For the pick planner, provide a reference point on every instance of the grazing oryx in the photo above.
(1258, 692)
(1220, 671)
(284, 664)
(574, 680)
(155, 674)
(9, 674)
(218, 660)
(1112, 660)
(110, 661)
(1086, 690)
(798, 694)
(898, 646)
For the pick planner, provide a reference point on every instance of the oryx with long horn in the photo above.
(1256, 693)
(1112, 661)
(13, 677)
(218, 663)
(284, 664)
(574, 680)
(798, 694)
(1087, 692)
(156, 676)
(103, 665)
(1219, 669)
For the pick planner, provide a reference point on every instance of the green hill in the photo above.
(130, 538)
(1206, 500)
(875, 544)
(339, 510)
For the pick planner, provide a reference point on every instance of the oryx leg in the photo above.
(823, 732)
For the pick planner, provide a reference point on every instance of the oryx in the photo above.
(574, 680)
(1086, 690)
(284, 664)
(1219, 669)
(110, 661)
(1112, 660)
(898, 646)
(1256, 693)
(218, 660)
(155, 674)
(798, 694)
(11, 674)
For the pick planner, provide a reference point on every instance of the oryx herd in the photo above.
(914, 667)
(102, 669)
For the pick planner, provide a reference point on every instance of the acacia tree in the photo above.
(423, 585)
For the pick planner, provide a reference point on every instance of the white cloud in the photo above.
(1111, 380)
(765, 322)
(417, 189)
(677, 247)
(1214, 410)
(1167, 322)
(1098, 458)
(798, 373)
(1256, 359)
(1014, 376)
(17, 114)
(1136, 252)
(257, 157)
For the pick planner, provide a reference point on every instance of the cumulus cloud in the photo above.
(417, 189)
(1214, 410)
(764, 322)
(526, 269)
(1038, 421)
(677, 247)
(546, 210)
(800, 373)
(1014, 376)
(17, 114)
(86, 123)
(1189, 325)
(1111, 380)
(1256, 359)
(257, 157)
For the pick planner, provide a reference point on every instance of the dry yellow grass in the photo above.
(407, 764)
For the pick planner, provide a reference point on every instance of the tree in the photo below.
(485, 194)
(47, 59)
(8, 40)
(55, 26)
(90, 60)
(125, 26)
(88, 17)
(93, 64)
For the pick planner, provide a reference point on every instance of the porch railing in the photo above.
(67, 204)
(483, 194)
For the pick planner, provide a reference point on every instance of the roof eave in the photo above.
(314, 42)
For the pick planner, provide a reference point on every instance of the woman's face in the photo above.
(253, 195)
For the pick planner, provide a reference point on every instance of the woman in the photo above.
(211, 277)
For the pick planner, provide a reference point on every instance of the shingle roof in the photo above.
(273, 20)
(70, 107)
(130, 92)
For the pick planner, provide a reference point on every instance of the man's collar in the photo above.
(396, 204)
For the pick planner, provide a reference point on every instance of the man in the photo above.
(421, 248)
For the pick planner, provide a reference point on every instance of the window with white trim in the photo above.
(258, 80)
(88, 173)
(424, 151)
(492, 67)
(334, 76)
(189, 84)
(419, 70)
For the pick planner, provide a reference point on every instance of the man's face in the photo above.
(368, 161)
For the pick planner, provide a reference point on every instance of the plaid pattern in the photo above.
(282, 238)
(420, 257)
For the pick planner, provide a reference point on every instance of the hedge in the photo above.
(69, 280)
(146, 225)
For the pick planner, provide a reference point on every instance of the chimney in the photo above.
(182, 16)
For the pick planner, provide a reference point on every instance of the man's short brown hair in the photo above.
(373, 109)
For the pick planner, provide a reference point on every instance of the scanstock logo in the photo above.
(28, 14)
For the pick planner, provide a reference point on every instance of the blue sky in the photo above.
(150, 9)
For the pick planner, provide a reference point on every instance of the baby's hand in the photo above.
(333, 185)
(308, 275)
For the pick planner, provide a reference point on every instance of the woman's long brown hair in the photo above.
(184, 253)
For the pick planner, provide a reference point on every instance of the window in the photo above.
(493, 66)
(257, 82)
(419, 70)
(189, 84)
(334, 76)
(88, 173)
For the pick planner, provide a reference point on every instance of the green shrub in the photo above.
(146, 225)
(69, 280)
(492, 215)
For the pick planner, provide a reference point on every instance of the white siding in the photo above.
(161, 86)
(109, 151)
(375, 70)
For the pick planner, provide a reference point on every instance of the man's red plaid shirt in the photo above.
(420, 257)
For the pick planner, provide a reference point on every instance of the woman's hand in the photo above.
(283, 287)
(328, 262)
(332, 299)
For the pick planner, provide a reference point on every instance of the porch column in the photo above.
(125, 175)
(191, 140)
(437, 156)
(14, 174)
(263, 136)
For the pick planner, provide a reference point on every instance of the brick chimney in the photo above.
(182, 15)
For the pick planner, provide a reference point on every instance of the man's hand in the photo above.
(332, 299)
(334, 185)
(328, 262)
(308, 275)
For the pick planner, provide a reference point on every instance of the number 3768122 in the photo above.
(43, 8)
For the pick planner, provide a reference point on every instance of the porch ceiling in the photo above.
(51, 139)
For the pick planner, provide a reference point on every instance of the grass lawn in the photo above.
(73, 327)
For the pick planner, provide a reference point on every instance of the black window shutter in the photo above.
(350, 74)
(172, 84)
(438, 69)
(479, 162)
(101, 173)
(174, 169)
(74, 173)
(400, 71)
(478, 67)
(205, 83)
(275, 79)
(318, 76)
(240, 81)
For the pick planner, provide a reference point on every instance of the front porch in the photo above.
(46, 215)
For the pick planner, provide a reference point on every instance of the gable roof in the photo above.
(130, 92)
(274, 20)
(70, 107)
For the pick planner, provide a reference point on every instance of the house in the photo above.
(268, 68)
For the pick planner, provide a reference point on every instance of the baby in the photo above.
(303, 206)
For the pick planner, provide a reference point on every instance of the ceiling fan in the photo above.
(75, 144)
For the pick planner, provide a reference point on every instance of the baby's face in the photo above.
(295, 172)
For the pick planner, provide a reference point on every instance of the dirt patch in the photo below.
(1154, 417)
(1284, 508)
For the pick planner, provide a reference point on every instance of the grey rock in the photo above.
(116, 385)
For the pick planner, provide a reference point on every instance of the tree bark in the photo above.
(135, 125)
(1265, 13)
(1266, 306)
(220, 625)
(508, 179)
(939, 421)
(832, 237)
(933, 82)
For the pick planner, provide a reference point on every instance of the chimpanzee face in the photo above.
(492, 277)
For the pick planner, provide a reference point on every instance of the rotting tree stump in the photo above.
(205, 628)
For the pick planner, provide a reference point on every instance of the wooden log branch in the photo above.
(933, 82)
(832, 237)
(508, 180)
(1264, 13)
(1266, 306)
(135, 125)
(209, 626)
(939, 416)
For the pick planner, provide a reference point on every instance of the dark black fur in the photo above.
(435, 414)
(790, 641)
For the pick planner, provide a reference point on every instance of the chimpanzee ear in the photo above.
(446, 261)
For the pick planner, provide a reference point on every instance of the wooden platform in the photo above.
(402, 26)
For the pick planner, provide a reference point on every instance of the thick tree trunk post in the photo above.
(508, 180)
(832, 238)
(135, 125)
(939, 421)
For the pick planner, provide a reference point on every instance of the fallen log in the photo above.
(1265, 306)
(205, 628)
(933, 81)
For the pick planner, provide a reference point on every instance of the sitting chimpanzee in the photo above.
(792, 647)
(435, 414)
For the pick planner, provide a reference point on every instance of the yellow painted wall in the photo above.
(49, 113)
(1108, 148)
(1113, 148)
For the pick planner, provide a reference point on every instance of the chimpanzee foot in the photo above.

### [EXERCISE AIM]
Write out every line of the entries above as a single numbered list, omitting any blank lines.

### [FINAL RESULT]
1. For the pick planner, provide a reference point on every instance of the grazing oryx in the photo above.
2. (1258, 692)
3. (1220, 671)
4. (284, 664)
5. (574, 680)
6. (155, 674)
7. (9, 674)
8. (218, 660)
9. (1112, 660)
10. (110, 661)
11. (1086, 690)
12. (798, 694)
13. (898, 646)
14. For the pick planner, provide a reference point on every instance of the oryx with long horn in the photo above.
15. (1256, 693)
16. (1112, 661)
17. (13, 677)
18. (218, 663)
19. (284, 664)
20. (574, 680)
21. (798, 694)
22. (1087, 692)
23. (156, 676)
24. (103, 665)
25. (1219, 669)
26. For the pick planner, provide a reference point on every instance of the green hill in the photo above.
27. (130, 538)
28. (1206, 500)
29. (875, 544)
30. (339, 510)
31. For the pick planner, provide a reference point on every instance of the oryx leg in the photo above.
32. (823, 732)
33. For the pick planner, provide a reference point on every instance of the oryx in the photo above.
34. (574, 680)
35. (1086, 690)
36. (284, 664)
37. (1219, 669)
38. (110, 661)
39. (1112, 660)
40. (898, 646)
41. (1256, 693)
42. (218, 660)
43. (155, 674)
44. (798, 694)
45. (11, 674)
46. For the pick planner, provide a reference point on every instance of the oryx herd in the photo above.
47. (914, 667)
48. (102, 669)
49. For the pick planner, provide a reference point on every instance of the acacia tree in the photo above.
50. (423, 585)
51. For the pick planner, provide a reference point on every instance of the white cloud in the photo above.
52. (1111, 380)
53. (765, 322)
54. (417, 189)
55. (677, 247)
56. (1214, 410)
57. (1167, 322)
58. (1098, 458)
59. (798, 373)
60. (1256, 359)
61. (1014, 376)
62. (17, 114)
63. (1136, 252)
64. (257, 157)
65. For the pick planner, provide a reference point on every instance of the cumulus cloud in the photo above.
66. (417, 189)
67. (1214, 410)
68. (764, 322)
69. (526, 269)
70. (1038, 421)
71. (677, 247)
72. (546, 210)
73. (800, 373)
74. (1014, 376)
75. (17, 114)
76. (86, 123)
77. (1189, 325)
78. (1111, 380)
79. (1256, 359)
80. (257, 157)
81. For the pick planner, provide a reference point on every instance of the dry yellow grass in the photo above.
82. (407, 764)
83. For the pick planner, provide a reference point on every instance of the tree in the photo below.
84. (485, 194)
85. (47, 59)
86. (8, 40)
87. (55, 26)
88. (90, 60)
89. (125, 26)
90. (88, 17)
91. (93, 64)
92. For the pick planner, provide a reference point on every instance of the porch railing in the photo above.
93. (67, 204)
94. (483, 194)
95. For the pick planner, provide a reference point on every instance of the roof eave in the photo above.
96. (314, 42)
97. For the pick planner, provide a reference point on every instance of the woman's face in the photo above.
98. (253, 195)
99. For the pick planner, provide a reference point on every instance of the woman in the photo above.
100. (211, 277)
101. For the pick planner, provide a reference point on every instance of the shingle roof in the photo above.
102. (273, 20)
103. (70, 107)
104. (130, 92)
105. For the pick planner, provide a reference point on every instance of the man's collar in the photo above.
106. (396, 204)
107. For the pick planner, provide a reference point on every instance of the man in the photo above.
108. (421, 248)
109. For the pick planner, provide a reference point on every instance of the window with white trim in the photo above.
110. (258, 80)
111. (88, 173)
112. (424, 151)
113. (492, 67)
114. (334, 76)
115. (189, 84)
116. (419, 70)
117. For the pick planner, provide a reference point on every instance of the man's face in the photo above.
118. (368, 161)
119. For the pick planner, provide a reference point on every instance of the plaid pattern in the photo above.
120. (282, 238)
121. (420, 257)
122. For the pick planner, provide a reference point on every instance of the hedge in the photo above.
123. (69, 280)
124. (146, 225)
125. For the pick planner, provide a reference point on every instance of the chimney in the photo above.
126. (182, 16)
127. For the pick planner, provide a reference point on every instance of the man's short brown hair in the photo above.
128. (373, 109)
129. For the pick planner, provide a reference point on every instance of the scanstock logo in the photo above.
130. (28, 14)
131. For the pick planner, provide a reference point on every instance of the blue sky in the photo above.
132. (150, 9)
133. For the pick planner, provide a reference point on every instance of the baby's hand in the photo above.
134. (333, 185)
135. (308, 275)
136. For the pick planner, provide a reference point on every instance of the woman's long brown hair in the photo above.
137. (184, 253)
138. For the pick planner, provide a reference point on every instance of the window in the photo above.
139. (493, 66)
140. (257, 82)
141. (419, 70)
142. (189, 84)
143. (334, 76)
144. (88, 173)
145. For the pick planner, provide a reference point on every instance of the green shrub in the photo above.
146. (146, 225)
147. (69, 280)
148. (492, 215)
149. For the pick planner, provide a reference point on every instance of the white siding in the photo above.
150. (161, 86)
151. (109, 151)
152. (375, 70)
153. For the pick planner, provide a reference point on every instance of the man's red plaid shirt in the photo above.
154. (420, 257)
155. For the pick planner, provide a reference point on every instance of the woman's hand in the photo above.
156. (283, 287)
157. (328, 262)
158. (332, 299)
159. For the pick planner, provide a reference point on every instance of the porch column in the photo above.
160. (125, 175)
161. (191, 140)
162. (437, 156)
163. (14, 174)
164. (263, 136)
165. For the pick planner, provide a reference point on every instance of the brick chimney in the photo above.
166. (182, 15)
167. For the pick planner, provide a reference point on every instance of the man's hand in the photo above.
168. (332, 299)
169. (334, 185)
170. (328, 262)
171. (308, 275)
172. For the pick planner, provide a reference point on every instance of the number 3768122 in the photo above.
173. (43, 8)
174. For the pick planner, provide a reference point on every instance of the porch ceiling in the photo above.
175. (51, 139)
176. For the pick planner, provide a reference point on every instance of the grass lawn in the photo above.
177. (73, 327)
178. For the pick planner, provide a reference point on every instance of the black window shutter in the photo above.
179. (350, 74)
180. (172, 84)
181. (438, 69)
182. (479, 162)
183. (101, 173)
184. (174, 169)
185. (74, 173)
186. (400, 71)
187. (478, 67)
188. (205, 83)
189. (275, 79)
190. (318, 76)
191. (240, 81)
192. For the pick planner, provide a reference point on every instance of the front porch in the photo above.
193. (46, 215)
194. For the pick planner, provide a reference point on every instance of the gable roof in the photo above.
195. (130, 92)
196. (274, 20)
197. (70, 107)
198. For the pick planner, provide a reference point on every instance of the house in the photo above.
199. (268, 68)
200. For the pick planner, provide a reference point on every instance of the baby in the photo above.
201. (303, 206)
202. For the pick planner, provide a reference point on every instance of the ceiling fan in the photo above.
203. (75, 144)
204. For the pick planner, provide a reference point on every instance of the baby's face in the photo above.
205. (295, 172)
206. For the pick planner, provide a reference point on every instance of the dirt patch in the photo below.
207. (1154, 417)
208. (1284, 508)
209. For the pick planner, provide a reference point on every instance of the grey rock in the photo above.
210. (116, 385)
211. For the pick planner, provide a reference point on every instance of the tree bark in the photo above.
212. (135, 125)
213. (1265, 13)
214. (1266, 306)
215. (220, 625)
216. (508, 179)
217. (939, 421)
218. (832, 237)
219. (933, 82)
220. For the pick planner, provide a reference point on every instance of the chimpanzee face in the photo above.
221. (492, 277)
222. For the pick planner, provide a reference point on every instance of the rotting tree stump in the photo above.
223. (205, 628)
224. For the pick planner, provide a reference point on every instance of the wooden log branch in the photo above.
225. (933, 82)
226. (832, 237)
227. (508, 180)
228. (1264, 13)
229. (1266, 306)
230. (135, 125)
231. (209, 626)
232. (939, 416)
233. For the pick planner, provide a reference point on every instance of the dark black fur in the photo above.
234. (435, 414)
235. (790, 641)
236. For the pick planner, provide a reference point on every instance of the chimpanzee ear in the photo above.
237. (446, 261)
238. For the pick planner, provide a reference point on every instance of the wooden platform in the photo above.
239. (402, 26)
240. For the pick planner, provide a reference point on every instance of the thick tree trunk post in the photo above.
241. (508, 180)
242. (832, 238)
243. (135, 125)
244. (939, 421)
245. For the pick planner, provide a reference point on every instance of the fallen log in the photo above.
246. (1265, 306)
247. (205, 628)
248. (933, 81)
249. For the pick planner, provide a reference point on every instance of the sitting chimpanzee in the photo above.
250. (792, 647)
251. (435, 414)
252. For the pick planner, provide a reference point on every instance of the yellow painted wall in the photo above.
253. (49, 113)
254. (1108, 148)
255. (1113, 148)
256. For the pick planner, provide a reference point on every instance of the chimpanzee foot in the photo above.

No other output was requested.